[Record excerpts]

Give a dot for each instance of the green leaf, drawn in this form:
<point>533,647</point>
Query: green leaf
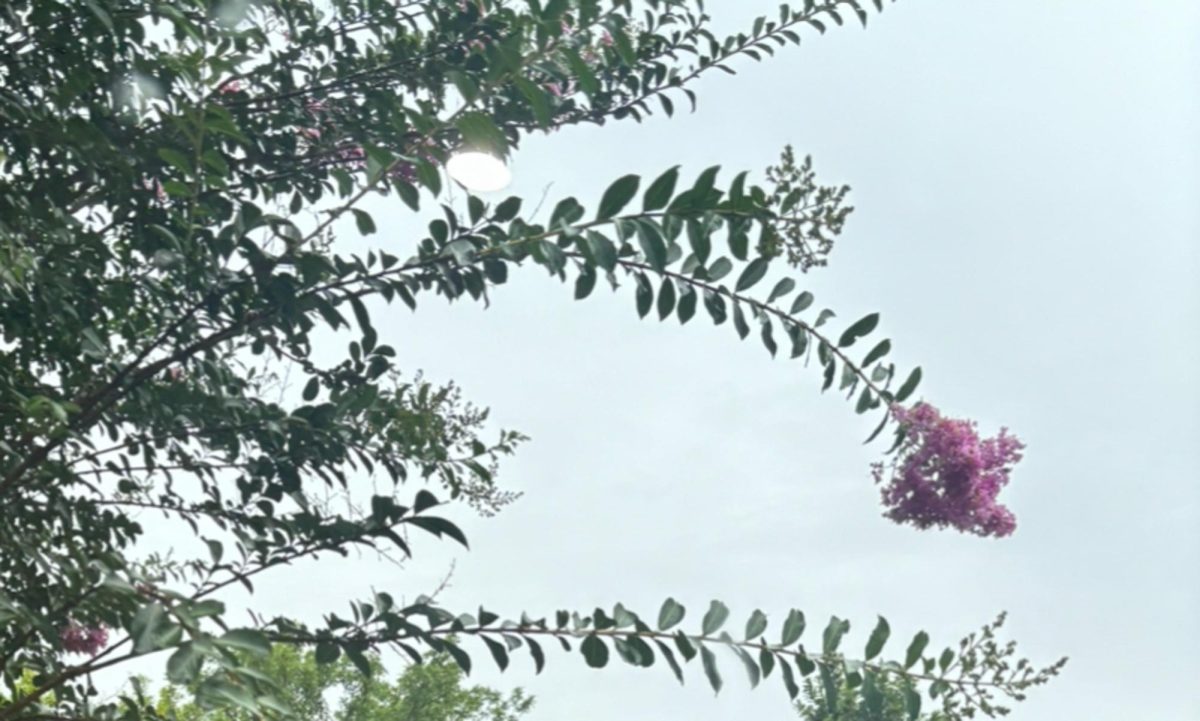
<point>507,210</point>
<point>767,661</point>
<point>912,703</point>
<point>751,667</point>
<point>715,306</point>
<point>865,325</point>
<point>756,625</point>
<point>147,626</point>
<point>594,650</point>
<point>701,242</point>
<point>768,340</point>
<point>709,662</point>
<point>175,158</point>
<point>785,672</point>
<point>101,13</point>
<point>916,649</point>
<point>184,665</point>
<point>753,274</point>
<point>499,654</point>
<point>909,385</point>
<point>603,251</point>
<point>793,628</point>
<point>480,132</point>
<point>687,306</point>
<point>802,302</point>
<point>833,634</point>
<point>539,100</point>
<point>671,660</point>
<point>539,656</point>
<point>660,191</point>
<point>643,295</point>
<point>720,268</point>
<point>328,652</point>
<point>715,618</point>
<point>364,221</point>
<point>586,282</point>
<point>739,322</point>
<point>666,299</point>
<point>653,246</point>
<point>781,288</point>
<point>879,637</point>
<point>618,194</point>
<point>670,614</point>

[/Record excerpts]
[Record excerpts]

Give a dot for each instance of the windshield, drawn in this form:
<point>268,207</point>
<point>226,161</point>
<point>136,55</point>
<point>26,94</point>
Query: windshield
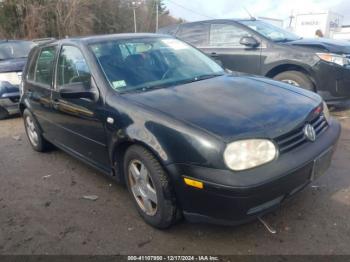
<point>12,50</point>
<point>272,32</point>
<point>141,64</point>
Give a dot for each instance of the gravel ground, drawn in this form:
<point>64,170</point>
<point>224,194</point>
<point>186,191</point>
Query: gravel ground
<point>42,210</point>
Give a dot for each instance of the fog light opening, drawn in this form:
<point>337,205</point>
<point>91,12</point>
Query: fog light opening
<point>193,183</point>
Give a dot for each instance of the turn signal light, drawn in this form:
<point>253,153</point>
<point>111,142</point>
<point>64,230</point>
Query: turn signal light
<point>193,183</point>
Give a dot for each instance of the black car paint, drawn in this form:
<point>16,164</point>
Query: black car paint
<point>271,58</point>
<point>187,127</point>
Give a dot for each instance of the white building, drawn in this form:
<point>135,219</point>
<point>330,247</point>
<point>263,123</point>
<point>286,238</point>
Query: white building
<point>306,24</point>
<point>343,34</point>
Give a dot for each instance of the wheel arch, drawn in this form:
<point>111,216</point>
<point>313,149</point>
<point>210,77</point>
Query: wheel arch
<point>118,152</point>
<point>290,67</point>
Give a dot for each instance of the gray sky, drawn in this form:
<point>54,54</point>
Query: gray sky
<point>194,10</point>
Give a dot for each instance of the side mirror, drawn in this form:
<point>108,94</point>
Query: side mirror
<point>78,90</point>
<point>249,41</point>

[/Record excerpts]

> **Work request**: Say how many lines of the records include the word "drawn", and give nothing but the number.

> **Answer to this exercise**: 10